## PARTS OF THE EXERCISE
- a) Answer these from the vhost and GUP thread:
(i) Which backends other than vhost are named as using GUP?
(ii) Under "Your patch is different", what two points are listed?
(iii) What can be done if the limitation is exceeded?
- b) List every abbreviation written in capital letters that appears in the vhost and GUP thread.
- c) Write the next few lines of the vhost and GUP thread, picking up after its final sentence.

## PASSAGE TO READ
>>>
That would be a possible approach.

> 
> > 
> > 
> > > > 
> > > > 
> > > > 
> > > > > > > This is the price of all GUP users not only vhost itself.
> > > > > > Yes. GUP is just not a great interface for vhost to use.
> > > > > Zerocopy codes (enabled by defualt) use them for years.
> > > > But only for TX and temporarily. We pin, read, unpin.
> > > 
> > > Probably not. For several reasons that the page will be not be released soon
> > > or held for a very long period of time or even forever.
> > 
> > With zero copy? Well it's pinned until transmit. Takes a while
> > but could be enough for autocopy to work esp since
> > its the packet memory so not reused immediately.
> > 
> > > > Your patch is different
> > > > 
> > > > - it writes into memory and GUP has known issues with file
> > > >     backed memory
> > > 
> > > The ordinary user for vhost is anonymous pages I think?
> > 
> > It's not the most common scenario and not the fastest one
> > (e.g. THP does not work) but file backed is useful sometimes.
> > It would not be nice at all to corrupt guest memory in that case.
> 
> 
> Ok.
> 
> 
> > 
> > > > - it keeps pages pinned forever
> > > > 
> > > > 
> > > > 
> > > > > > > What's more
> > > > > > > important, the goal is not to be left too much behind for other backends
> > > > > > > like DPDK or AF_XDP (all of which are using GUP).
> > > > > > So these guys assume userspace knows what it's doing.
> > > > > > We can't assume that.
> > > > > What kind of assumption do you they have?
> > > > > 
> > > > > 
> > > > > > > > userspace-controlled
> > > > > > > > amount of memory locked up and not accounted for.
> > > > > > > It's pretty easy to add this since the slow path was still kept. If we
> > > > > > > exceeds the limitation, we can switch back to slow path.
<<<
## DATA SECTION
>>>
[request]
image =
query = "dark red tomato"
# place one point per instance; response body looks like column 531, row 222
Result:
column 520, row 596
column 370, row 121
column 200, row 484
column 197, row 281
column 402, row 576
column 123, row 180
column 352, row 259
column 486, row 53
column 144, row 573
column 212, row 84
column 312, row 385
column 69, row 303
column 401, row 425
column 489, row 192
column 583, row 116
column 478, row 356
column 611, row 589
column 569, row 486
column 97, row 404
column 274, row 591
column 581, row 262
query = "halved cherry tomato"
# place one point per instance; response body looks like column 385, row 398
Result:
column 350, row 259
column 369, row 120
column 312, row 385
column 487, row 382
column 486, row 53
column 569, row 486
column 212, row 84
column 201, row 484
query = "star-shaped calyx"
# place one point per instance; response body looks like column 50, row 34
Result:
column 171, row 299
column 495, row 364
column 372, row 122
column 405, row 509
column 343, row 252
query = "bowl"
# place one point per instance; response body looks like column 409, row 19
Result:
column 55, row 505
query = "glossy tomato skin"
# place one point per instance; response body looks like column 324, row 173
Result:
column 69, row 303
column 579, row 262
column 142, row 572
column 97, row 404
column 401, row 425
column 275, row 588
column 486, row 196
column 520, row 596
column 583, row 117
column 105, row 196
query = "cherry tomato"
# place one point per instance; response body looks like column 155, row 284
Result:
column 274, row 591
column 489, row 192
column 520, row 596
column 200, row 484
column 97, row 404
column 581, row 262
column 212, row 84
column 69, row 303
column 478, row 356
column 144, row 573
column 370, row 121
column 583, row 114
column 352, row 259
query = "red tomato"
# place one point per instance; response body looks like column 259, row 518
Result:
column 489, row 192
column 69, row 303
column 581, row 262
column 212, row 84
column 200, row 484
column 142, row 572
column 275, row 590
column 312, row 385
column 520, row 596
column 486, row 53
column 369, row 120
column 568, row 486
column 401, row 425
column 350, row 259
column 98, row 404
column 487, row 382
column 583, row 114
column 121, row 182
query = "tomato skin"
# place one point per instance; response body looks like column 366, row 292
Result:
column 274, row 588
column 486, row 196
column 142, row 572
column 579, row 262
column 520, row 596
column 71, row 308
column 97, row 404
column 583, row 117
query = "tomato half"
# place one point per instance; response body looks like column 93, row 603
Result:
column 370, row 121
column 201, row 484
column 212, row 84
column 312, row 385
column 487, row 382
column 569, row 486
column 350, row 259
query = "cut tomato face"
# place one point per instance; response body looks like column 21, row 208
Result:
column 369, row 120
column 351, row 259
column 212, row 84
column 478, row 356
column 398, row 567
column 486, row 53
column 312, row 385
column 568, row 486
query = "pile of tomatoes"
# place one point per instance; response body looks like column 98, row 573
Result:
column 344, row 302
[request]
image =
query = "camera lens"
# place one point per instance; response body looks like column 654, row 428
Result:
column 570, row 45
<<<
## ANSWERS PER TASK
- a)
(i) DPDK and AF_XDP.
(ii) It writes into memory, where GUP has known issues with file backed memory, and it keeps pages pinned forever.
(iii) Switch back to the slow path, which was still kept.

- b) GUP, TX, THP, DPDK, AF_XDP

- c)
> > > > > > > 
> > > > > > > > Don't get me wrong it's a great patch in an ideal world.
> > > > > > > > But then in an ideal world no barriers smap etc are necessary at all.
> > > > > > > Again, this is only for metadata accessing not the data which has been used
> > > > > > > for years for real use cases.
> > > > > > > 
> > > > > > > For SMAP, it makes senses for the address that kernel can not forcast. But
> > > > > > > it's not the case for the vhost metadata since we know the address will be
> > > > > > > accessed very frequently. For speculation barrier, it helps nothing for the
> > > > > > > data path of vhost which is a kthread.
> > > > > > I don't see how a kthread makes any difference. We do have a validation
> > > > > > step which makes some difference.
> > > > > The problem is not kthread but the address of userspace address. The
> > > > > addresses of vq metadata tends to be consistent for a while, and vhost knows
> > > > > they will be frequently. SMAP doesn't help too much in this case.
> > > > > 
> > > > > Thanks.
> > > > It's true for a real life applications but a malicious one
> > > > can call the setup ioctls any number of times. And SMAP is
> > > > all about malcious applications.
> > > 
> > > We don't do this in the path of ioctl, there's no context switch between
> > > userspace and kernel in the worker thread. SMAP is used to prevent kernel
> > > from accessing userspace pages unexpectedly which is not the case for
> > > metadata access.
> > > 
> > > Thanks
> > OK let's forget smap for now.
> 
> 
> Some numbers I measured:
> 
> On an old Sandy bridge machine without SMAP support. Remove speculation
> barrier boost the performance from 4.6Mpps to 5.1Mpps
> 
> On a newer Broadwell machine with SMAP support. Remove speculation barrier
> only gives 2%-5% improvement, disable SMAP completely through Kconfig boost
> 57% performance from 4.8Mpps to 7.5Mpps. (Vmap gives 6Mpps - 6.1Mpps, it
> only bypass SMAP for metadata).
> 
> So it looks like for recent machine, SMAP becomes pain point when the copy
> is short (e.g 64B) for high PPS.
> 
> Thanks

Thanks a lot for looking into this!

So first of all users can just boot with nosmap, right?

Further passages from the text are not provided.